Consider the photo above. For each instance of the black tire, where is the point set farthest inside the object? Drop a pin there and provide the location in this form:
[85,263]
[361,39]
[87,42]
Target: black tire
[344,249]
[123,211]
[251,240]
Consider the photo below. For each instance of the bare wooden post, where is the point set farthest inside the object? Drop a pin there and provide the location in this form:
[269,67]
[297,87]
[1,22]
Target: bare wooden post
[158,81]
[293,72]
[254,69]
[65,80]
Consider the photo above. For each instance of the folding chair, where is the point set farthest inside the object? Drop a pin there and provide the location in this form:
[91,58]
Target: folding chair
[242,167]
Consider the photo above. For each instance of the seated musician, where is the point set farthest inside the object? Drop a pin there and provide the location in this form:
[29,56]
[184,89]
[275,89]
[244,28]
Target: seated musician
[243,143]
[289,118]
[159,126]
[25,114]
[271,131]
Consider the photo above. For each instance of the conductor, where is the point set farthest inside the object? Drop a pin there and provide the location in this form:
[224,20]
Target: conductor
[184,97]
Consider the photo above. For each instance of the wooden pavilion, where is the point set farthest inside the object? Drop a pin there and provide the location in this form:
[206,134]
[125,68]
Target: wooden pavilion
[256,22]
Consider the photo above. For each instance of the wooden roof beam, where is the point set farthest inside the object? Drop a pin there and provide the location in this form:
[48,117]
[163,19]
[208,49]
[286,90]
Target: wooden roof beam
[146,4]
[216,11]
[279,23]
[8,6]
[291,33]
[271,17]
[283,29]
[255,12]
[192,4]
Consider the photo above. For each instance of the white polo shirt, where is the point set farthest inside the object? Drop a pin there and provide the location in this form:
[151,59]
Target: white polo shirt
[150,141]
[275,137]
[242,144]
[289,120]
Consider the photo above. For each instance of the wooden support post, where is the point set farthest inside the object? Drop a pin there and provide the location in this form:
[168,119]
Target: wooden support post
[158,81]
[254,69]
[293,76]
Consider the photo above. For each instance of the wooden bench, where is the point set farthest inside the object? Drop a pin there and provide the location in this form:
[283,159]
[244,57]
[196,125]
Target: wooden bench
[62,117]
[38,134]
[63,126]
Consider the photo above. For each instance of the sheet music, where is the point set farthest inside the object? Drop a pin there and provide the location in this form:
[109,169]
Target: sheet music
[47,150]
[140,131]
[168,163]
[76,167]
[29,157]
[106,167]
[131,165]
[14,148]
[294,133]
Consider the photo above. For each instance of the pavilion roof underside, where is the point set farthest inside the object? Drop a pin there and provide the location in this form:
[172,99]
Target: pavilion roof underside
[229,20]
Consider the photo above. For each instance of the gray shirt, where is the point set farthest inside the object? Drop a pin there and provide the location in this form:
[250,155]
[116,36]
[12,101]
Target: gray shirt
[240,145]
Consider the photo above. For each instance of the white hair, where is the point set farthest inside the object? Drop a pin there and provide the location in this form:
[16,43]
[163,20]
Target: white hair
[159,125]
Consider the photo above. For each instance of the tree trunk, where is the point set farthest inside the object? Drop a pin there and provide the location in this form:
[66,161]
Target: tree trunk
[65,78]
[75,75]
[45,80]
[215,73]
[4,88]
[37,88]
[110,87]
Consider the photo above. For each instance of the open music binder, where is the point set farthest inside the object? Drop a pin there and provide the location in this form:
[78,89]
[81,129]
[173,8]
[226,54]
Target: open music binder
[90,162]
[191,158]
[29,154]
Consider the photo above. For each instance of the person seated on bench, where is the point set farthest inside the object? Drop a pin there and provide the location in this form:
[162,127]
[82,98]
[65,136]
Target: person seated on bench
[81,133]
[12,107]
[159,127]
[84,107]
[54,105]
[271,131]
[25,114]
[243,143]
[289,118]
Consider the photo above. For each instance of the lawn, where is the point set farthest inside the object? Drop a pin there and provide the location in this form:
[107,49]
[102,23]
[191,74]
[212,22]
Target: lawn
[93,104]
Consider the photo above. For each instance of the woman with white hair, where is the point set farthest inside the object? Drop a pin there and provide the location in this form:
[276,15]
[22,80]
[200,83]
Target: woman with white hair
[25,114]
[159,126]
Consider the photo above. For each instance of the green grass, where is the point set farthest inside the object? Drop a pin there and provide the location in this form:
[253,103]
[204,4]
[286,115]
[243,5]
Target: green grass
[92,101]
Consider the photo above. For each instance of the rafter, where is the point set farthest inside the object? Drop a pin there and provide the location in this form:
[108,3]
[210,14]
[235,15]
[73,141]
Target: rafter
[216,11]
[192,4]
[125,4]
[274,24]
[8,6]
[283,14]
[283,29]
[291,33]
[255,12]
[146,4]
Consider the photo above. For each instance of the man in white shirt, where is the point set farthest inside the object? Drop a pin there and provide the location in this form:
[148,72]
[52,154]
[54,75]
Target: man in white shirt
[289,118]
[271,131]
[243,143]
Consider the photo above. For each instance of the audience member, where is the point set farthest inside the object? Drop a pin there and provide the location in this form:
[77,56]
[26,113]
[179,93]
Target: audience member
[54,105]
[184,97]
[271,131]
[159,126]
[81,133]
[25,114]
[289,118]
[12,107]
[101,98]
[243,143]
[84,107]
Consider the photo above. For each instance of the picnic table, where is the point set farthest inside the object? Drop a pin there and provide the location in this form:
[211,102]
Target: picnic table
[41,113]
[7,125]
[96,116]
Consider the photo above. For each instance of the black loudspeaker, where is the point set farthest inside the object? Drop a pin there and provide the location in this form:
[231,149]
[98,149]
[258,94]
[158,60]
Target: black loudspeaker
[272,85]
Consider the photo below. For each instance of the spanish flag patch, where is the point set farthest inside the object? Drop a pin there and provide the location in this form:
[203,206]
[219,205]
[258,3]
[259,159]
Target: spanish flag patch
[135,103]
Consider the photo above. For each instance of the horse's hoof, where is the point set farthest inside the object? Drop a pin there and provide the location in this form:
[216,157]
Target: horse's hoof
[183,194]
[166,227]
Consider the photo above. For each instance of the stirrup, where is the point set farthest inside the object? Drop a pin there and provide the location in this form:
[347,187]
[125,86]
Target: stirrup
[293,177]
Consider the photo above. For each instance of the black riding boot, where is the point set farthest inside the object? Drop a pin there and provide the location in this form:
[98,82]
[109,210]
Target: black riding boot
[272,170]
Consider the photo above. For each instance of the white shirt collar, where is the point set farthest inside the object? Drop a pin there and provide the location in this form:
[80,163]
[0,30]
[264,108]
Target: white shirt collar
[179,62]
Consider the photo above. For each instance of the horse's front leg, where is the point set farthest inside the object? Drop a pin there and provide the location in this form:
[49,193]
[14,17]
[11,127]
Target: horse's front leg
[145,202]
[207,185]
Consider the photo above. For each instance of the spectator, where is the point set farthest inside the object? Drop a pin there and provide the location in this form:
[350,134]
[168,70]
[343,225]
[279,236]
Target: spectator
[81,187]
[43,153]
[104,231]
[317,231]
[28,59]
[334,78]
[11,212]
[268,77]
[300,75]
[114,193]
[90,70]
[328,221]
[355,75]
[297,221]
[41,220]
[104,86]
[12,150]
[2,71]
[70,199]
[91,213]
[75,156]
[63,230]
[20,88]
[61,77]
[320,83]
········
Through the last line of the entries above, beginning at the line containing "the stirrup, where", transcribe each line exactly, both ends included and nothing more.

**WRITTEN ANSWER**
Consider the photo above. For each instance of the stirrup, where is the point set farthest inside the object? Drop a pin there and provide the location in this form:
[347,187]
[125,86]
Target: stirrup
[293,177]
Consider the photo above. For each instance of the black riding boot, where is the point set farthest inside the object? Drop a pin there and provide the location in this form:
[98,82]
[109,210]
Target: black riding boot
[272,170]
Consider the photo above. For each instance of the white shirt collar, where is the point set farthest inside the object? Drop a pin there and provide the location in this form:
[80,163]
[0,30]
[264,108]
Target: white shirt collar
[179,62]
Consider the photo above. For each instance of the horse's front leg, where is the point set farthest inside the object? Drop a pin there and provide the location in this form:
[49,193]
[14,17]
[11,127]
Target: horse's front leg
[145,202]
[207,185]
Consider the photo above. For each instance of the spectator, where is the point set farthest inside the object? Drop a pin there and provide the location in this form:
[350,134]
[168,70]
[343,225]
[279,236]
Target: spectator
[81,187]
[43,153]
[104,231]
[317,231]
[28,59]
[334,78]
[11,212]
[268,77]
[300,75]
[114,193]
[90,70]
[328,221]
[355,75]
[297,221]
[41,220]
[104,86]
[12,150]
[2,71]
[70,199]
[91,213]
[75,156]
[63,230]
[20,88]
[61,77]
[320,83]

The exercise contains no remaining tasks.